Set problem
Each entry below is to be written out exactly, and the pictures are to be left out.

Record extracts
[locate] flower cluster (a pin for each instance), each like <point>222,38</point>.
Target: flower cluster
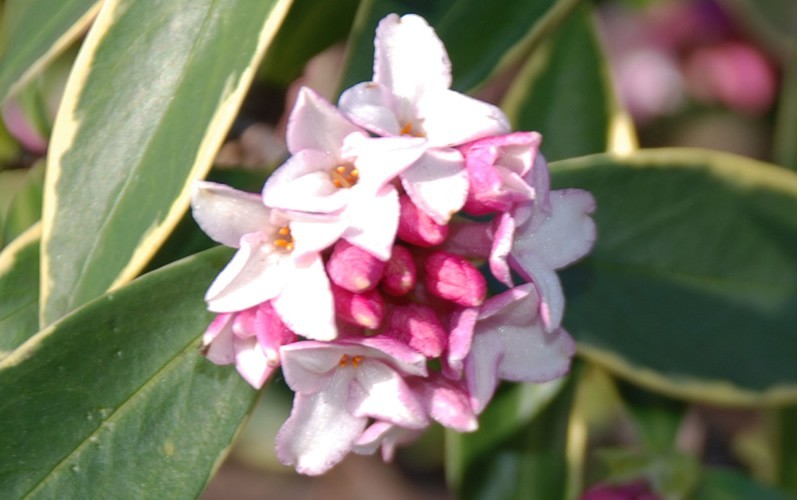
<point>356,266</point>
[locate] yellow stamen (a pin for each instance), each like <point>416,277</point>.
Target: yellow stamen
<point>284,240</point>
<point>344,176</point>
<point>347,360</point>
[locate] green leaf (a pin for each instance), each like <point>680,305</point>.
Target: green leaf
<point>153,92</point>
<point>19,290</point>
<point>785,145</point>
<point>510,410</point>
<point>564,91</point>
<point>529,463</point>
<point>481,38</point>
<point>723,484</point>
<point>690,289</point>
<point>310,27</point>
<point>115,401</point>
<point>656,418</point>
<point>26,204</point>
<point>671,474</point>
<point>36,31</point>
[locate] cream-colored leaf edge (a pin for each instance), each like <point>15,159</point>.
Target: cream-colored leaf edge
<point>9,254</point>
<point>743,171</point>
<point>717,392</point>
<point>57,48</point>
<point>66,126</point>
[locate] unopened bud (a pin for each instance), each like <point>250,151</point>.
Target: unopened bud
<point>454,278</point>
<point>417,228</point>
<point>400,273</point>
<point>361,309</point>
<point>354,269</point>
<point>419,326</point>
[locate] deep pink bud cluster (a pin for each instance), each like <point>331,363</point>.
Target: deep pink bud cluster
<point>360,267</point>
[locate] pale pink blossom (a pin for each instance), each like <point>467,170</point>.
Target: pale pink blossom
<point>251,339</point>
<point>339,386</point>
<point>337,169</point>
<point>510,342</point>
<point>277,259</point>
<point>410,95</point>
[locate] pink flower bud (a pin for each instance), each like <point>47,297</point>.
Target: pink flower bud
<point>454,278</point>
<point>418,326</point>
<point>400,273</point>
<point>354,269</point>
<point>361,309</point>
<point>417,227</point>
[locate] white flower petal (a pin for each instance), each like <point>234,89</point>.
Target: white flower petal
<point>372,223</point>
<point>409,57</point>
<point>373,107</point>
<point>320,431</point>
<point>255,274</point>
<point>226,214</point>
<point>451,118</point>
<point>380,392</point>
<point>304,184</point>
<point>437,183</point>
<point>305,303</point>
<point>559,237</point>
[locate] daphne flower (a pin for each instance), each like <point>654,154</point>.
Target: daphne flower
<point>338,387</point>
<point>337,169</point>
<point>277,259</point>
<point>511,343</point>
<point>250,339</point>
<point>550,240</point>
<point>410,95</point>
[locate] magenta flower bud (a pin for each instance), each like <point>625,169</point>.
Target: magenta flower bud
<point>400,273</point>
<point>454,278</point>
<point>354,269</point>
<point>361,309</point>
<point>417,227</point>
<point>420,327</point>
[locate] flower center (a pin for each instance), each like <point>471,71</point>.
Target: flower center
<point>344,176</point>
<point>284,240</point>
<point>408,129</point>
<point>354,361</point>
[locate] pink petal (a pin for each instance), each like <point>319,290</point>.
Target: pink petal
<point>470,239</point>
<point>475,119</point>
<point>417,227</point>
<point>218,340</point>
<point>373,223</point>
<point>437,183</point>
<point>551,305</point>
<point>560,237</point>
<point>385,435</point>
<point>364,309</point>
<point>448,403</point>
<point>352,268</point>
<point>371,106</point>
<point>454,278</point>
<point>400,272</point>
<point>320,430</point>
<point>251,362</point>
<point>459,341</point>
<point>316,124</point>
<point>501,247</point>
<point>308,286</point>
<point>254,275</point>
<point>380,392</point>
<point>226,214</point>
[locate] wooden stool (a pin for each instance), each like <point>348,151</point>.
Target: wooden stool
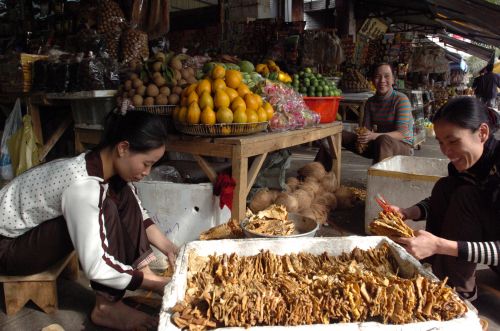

Exercise output
[locate] flower cluster (a pin for each instance), each like <point>222,38</point>.
Target: flower cluster
<point>356,266</point>
[locate] yellow stamen (a pin for each instance), each like <point>416,277</point>.
Target: yellow stamen
<point>284,240</point>
<point>344,176</point>
<point>347,360</point>
[locate] green leaf (a pin for each instance), each like <point>680,305</point>.
Target: green leaf
<point>153,92</point>
<point>19,290</point>
<point>785,145</point>
<point>510,410</point>
<point>564,91</point>
<point>529,463</point>
<point>481,38</point>
<point>723,484</point>
<point>690,289</point>
<point>310,27</point>
<point>115,401</point>
<point>656,418</point>
<point>26,204</point>
<point>671,474</point>
<point>36,31</point>
[locate] cream-colored leaf edge (a pin for each instance), each like <point>15,159</point>.
Target: cream-colored leaf edge
<point>9,254</point>
<point>743,171</point>
<point>717,392</point>
<point>57,48</point>
<point>66,126</point>
[locate] unopened bud (a pin for each instance), each like <point>250,151</point>.
Target: unopened bud
<point>454,278</point>
<point>417,228</point>
<point>400,273</point>
<point>361,309</point>
<point>354,269</point>
<point>419,326</point>
[locate] deep pink bud cluster (a pin for each instance), each like <point>331,363</point>.
Target: deep pink bud cluster
<point>360,267</point>
[locate] pale pink blossom (a pin for each instance), each like <point>467,170</point>.
Target: pale pink blossom
<point>251,339</point>
<point>339,386</point>
<point>337,169</point>
<point>510,342</point>
<point>277,259</point>
<point>410,95</point>
[locate] pink flower bud (a pin for each instance), each like <point>47,297</point>.
Target: pink flower bud
<point>454,278</point>
<point>418,326</point>
<point>400,273</point>
<point>354,269</point>
<point>361,309</point>
<point>417,227</point>
[locate] white flower petal (a pin for each instance), each like <point>234,89</point>.
Target: white flower petal
<point>372,223</point>
<point>409,57</point>
<point>373,107</point>
<point>320,431</point>
<point>255,274</point>
<point>226,214</point>
<point>451,118</point>
<point>380,392</point>
<point>304,184</point>
<point>437,183</point>
<point>305,303</point>
<point>559,237</point>
[locate] daphne flower (a pin for each instance), each like <point>654,154</point>.
Target: daphne flower
<point>338,387</point>
<point>337,169</point>
<point>277,259</point>
<point>511,343</point>
<point>250,339</point>
<point>550,240</point>
<point>410,95</point>
[locate] magenta flower bud (a pin for each instance), each like <point>625,169</point>.
Target: magenta flower bud
<point>400,273</point>
<point>454,278</point>
<point>354,269</point>
<point>361,309</point>
<point>417,227</point>
<point>420,327</point>
[locate] flower center (a pin for each instance), each like <point>471,71</point>.
Target: flower center
<point>344,176</point>
<point>284,240</point>
<point>408,129</point>
<point>354,361</point>
[locate] pink petal (a pin for each instance), each like <point>319,290</point>.
Target: pink petal
<point>470,239</point>
<point>475,119</point>
<point>417,227</point>
<point>218,340</point>
<point>373,223</point>
<point>437,183</point>
<point>551,305</point>
<point>560,237</point>
<point>385,435</point>
<point>364,309</point>
<point>448,403</point>
<point>352,268</point>
<point>371,106</point>
<point>454,278</point>
<point>400,272</point>
<point>320,430</point>
<point>251,362</point>
<point>459,341</point>
<point>316,124</point>
<point>501,247</point>
<point>308,286</point>
<point>254,275</point>
<point>380,392</point>
<point>226,214</point>
[locate] wooden stool (a pin for each instance), each like <point>348,151</point>.
Target: wooden stool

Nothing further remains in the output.